• _YOUR GOAL_
Format the data from the line containing "Look at the provided image and carefully locate the hole" through the line containing "[[432, 480, 599, 623]]" as a numbered list, leaving out any blank lines.

**********

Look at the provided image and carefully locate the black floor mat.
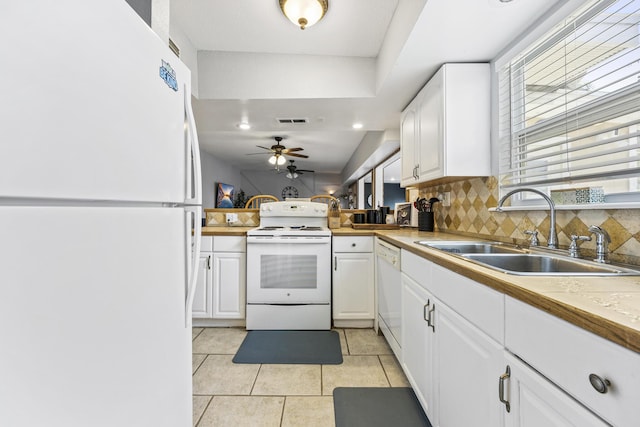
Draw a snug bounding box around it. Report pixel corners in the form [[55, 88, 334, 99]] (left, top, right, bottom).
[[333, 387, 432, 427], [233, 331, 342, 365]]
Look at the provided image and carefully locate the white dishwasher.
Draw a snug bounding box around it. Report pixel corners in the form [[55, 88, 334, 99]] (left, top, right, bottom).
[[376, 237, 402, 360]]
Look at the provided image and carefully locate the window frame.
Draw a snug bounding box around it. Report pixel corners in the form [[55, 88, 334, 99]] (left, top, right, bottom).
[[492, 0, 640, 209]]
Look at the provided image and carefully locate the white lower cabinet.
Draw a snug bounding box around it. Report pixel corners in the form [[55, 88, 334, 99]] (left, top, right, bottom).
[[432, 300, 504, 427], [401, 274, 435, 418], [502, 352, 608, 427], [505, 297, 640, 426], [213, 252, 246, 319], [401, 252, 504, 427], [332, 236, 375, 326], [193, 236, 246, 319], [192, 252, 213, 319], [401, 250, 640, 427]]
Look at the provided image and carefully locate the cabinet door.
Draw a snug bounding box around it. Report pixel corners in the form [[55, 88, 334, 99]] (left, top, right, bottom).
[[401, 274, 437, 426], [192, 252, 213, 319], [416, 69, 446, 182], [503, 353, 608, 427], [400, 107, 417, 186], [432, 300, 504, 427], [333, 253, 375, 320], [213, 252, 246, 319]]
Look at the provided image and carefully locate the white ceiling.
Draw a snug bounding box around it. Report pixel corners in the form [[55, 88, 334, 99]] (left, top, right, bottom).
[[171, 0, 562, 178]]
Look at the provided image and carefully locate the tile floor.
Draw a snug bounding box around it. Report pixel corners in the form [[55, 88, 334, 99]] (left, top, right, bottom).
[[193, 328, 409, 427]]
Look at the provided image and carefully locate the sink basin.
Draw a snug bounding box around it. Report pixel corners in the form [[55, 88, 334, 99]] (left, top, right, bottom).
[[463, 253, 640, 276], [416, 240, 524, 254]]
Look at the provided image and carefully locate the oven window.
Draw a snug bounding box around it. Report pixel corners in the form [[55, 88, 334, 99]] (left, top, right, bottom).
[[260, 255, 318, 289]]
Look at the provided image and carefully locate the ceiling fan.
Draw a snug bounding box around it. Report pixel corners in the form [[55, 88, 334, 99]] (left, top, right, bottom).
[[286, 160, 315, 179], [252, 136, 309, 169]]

**********

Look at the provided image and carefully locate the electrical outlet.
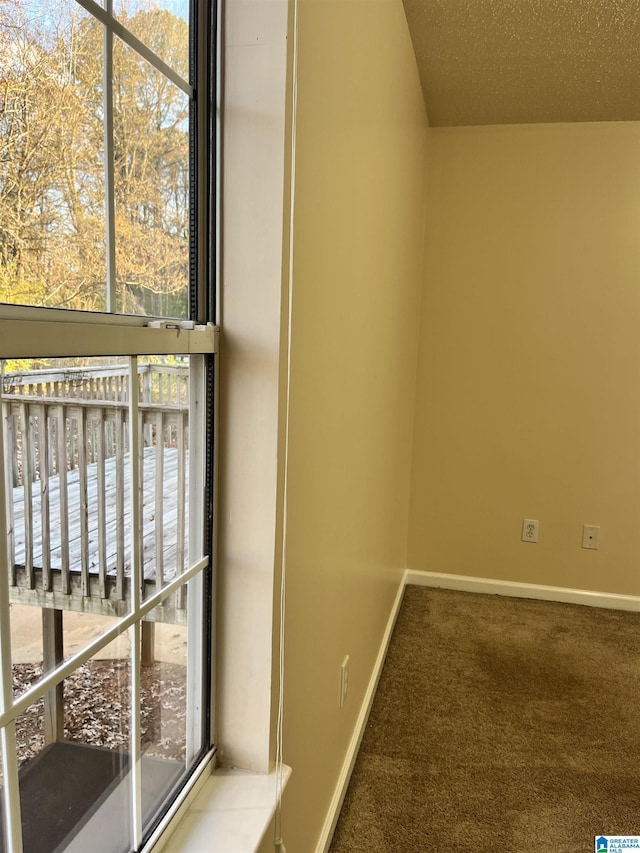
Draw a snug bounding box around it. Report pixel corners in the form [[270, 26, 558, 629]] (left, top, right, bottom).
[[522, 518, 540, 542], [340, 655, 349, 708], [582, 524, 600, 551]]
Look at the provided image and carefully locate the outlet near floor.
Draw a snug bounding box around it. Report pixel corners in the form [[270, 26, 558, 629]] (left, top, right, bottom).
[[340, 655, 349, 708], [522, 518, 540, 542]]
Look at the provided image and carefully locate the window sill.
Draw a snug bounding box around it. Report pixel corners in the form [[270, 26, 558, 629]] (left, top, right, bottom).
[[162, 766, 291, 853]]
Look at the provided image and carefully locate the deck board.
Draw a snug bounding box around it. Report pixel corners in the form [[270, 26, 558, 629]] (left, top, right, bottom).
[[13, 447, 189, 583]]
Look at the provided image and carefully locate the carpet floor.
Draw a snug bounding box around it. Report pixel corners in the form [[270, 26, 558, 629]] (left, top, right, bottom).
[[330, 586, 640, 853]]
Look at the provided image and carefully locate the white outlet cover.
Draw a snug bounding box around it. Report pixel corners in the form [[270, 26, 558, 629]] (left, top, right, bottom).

**********

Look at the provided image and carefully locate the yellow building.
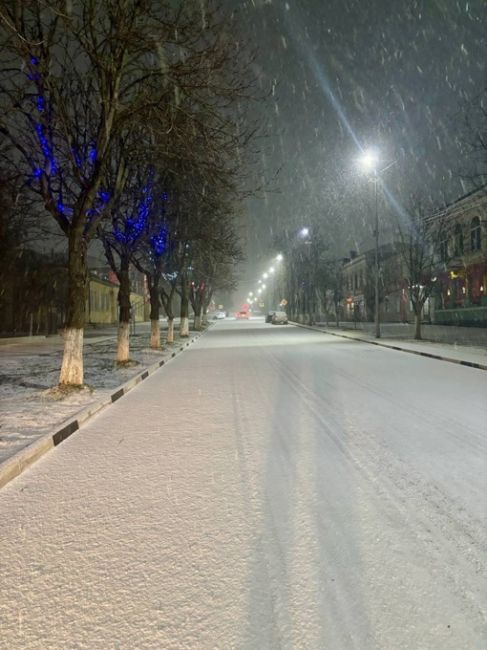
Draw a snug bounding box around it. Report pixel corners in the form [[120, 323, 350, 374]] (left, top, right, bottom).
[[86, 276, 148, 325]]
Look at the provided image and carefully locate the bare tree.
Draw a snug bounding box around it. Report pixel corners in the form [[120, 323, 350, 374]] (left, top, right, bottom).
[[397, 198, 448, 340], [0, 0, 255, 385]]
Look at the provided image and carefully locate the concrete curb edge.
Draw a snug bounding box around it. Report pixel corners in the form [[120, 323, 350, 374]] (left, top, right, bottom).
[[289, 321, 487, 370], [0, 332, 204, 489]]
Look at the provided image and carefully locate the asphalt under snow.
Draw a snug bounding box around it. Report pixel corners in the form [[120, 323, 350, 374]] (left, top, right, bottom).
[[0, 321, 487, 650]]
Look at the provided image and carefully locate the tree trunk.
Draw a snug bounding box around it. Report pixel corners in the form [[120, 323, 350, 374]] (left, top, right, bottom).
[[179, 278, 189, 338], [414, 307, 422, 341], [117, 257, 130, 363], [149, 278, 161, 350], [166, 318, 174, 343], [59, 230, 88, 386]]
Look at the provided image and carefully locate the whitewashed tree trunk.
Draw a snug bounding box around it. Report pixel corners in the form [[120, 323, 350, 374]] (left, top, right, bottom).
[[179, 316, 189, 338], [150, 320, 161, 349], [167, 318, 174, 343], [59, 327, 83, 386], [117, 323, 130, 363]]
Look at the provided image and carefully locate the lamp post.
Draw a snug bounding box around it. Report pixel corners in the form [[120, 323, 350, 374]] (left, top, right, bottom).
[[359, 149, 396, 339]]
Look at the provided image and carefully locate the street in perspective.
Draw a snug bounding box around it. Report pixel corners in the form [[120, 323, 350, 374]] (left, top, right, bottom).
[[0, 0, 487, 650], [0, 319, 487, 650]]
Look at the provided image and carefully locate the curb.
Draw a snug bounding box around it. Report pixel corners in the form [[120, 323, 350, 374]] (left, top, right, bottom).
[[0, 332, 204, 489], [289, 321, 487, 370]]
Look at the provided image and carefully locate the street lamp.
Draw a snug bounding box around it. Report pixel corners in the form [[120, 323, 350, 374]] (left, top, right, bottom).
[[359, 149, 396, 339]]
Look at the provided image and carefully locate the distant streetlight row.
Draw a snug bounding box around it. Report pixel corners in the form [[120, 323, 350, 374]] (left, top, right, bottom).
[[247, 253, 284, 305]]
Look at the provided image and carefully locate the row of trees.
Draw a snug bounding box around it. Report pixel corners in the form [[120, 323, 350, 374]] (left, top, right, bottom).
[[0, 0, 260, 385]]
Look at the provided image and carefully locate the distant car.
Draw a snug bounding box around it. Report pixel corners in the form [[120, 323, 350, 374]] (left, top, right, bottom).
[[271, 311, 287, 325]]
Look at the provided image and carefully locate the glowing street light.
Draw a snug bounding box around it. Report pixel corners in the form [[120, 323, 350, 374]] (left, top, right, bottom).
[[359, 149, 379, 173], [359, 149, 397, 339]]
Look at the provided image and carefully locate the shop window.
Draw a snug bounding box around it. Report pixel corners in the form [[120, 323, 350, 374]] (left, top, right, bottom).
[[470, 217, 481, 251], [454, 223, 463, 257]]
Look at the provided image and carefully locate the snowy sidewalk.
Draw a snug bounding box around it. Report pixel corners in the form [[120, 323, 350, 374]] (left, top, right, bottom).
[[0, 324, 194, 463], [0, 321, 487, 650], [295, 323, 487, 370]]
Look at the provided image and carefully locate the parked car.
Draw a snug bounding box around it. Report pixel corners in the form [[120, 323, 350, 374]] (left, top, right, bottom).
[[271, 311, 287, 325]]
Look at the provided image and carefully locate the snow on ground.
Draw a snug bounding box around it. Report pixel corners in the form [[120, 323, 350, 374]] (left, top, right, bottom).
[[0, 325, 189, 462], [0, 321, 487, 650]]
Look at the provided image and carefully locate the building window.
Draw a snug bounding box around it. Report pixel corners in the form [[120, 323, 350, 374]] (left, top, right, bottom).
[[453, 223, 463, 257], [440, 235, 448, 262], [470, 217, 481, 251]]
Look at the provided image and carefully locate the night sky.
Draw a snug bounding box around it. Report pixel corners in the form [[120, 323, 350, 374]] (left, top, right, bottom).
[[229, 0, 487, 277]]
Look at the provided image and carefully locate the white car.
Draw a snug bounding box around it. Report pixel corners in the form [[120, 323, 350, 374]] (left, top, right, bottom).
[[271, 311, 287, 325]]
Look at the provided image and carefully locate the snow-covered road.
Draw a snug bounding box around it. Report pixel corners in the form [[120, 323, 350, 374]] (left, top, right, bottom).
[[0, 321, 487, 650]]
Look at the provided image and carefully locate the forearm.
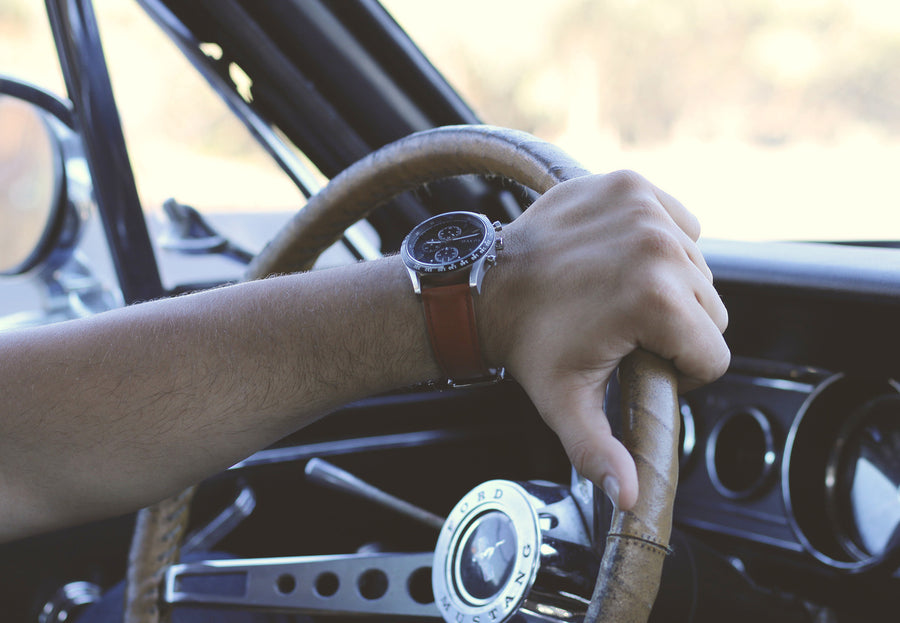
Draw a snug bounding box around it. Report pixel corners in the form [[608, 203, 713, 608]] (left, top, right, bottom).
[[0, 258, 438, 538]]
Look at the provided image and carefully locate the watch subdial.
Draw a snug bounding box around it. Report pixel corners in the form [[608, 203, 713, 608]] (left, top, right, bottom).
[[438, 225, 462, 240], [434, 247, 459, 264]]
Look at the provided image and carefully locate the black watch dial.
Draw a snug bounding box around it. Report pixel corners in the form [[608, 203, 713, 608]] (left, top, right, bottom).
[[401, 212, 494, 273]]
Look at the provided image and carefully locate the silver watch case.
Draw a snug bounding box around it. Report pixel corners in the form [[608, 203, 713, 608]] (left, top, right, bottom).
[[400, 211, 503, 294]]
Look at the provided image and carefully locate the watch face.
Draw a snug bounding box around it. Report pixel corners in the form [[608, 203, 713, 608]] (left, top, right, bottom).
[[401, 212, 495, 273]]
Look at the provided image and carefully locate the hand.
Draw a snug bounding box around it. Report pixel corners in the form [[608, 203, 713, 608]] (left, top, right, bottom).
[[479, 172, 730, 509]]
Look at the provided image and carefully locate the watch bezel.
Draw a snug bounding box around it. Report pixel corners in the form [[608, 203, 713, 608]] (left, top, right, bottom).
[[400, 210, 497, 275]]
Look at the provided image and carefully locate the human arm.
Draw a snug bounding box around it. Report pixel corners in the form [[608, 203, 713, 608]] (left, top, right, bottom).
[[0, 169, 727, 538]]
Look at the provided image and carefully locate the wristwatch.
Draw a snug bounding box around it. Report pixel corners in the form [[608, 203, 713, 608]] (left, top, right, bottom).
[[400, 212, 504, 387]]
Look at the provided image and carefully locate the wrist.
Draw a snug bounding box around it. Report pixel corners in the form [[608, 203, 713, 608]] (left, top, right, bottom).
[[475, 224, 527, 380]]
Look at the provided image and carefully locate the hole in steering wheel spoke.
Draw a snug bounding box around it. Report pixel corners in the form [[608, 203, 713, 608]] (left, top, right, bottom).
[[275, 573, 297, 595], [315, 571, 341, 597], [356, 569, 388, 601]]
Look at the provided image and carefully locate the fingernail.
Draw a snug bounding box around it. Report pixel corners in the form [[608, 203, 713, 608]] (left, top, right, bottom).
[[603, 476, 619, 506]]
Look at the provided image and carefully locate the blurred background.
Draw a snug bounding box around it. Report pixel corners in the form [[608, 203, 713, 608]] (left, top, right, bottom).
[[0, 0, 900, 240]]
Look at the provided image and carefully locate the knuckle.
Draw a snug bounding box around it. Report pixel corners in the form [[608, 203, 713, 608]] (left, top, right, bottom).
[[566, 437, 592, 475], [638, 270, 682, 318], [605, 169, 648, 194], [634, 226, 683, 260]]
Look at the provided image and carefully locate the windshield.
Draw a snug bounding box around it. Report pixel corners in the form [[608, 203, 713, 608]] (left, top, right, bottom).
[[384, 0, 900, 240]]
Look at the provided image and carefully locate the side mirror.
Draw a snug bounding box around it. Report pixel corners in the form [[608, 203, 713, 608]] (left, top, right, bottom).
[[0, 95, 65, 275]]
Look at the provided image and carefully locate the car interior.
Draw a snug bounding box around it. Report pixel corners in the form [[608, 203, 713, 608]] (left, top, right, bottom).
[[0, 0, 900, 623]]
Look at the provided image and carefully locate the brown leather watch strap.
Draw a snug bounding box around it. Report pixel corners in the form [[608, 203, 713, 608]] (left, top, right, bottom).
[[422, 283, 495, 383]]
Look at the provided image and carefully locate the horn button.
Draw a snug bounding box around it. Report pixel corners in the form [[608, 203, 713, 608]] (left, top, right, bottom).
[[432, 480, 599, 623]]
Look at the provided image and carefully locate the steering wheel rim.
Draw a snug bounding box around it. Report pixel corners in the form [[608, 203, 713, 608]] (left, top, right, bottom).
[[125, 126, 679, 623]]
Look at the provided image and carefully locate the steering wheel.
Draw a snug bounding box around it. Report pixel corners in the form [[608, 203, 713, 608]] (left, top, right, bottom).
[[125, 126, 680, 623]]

**********

• _COMPLETE OUTPUT_
1. Look at the provided image and carefully locate the hole in steering wheel spoke.
2. Draw a snug bounding box around it. Report pixel corners in the form [[608, 203, 713, 608]] (left, top, right, bottom).
3. [[275, 573, 297, 595], [315, 571, 341, 597], [356, 569, 388, 601]]
4. Look at the provided image and carefully locate the fingernail.
5. Draw a snug bounding box around it. Report pixel corners in the form [[608, 203, 713, 608]] (left, top, right, bottom).
6. [[603, 476, 619, 506]]
7. Look at the provided image and carefully locate the blurred background.
8. Draw a snug bounding box around it. Report pixel corners in the form [[608, 203, 713, 608]] (left, top, right, bottom).
9. [[0, 0, 900, 240]]
10. Look at the provided image and carefully locate the knuckle.
11. Draw a snug bounding box around it. Report pixel corners in the form [[608, 203, 713, 608]] (left, top, right, bottom).
12. [[566, 437, 592, 475], [638, 270, 682, 318], [605, 169, 648, 194], [634, 226, 683, 260]]
13. Look at the provided image and carefully locate the windshield.
14. Draw a snug bounding box around it. Report pixel corners in the form [[608, 203, 713, 608]] (left, top, right, bottom).
15. [[384, 0, 900, 240]]
16. Look at the provided image and carefully locate the side mirror.
17. Draw a snug bounding box around it. Report pixel corners in the form [[608, 203, 713, 608]] (left, top, right, bottom).
18. [[0, 95, 65, 275]]
19. Look at the provided image and carefully locate the car interior.
20. Draw a snug bounding box around it. Report pixel corners in the form [[608, 203, 713, 608]] (left, top, right, bottom).
21. [[0, 0, 900, 623]]
22. Look at the provided image and carefully locate the brown leather watch strap.
23. Draw a snug bounding box around it. Report pixel corners in the form [[608, 203, 713, 608]] (left, top, right, bottom).
24. [[422, 283, 495, 383]]
25. Look at the provided image and carefully locate the horn button.
26. Draw a snug bounding box around it. Report pixel corners in the form [[608, 203, 713, 608]] (left, top, right, bottom).
27. [[432, 480, 599, 623]]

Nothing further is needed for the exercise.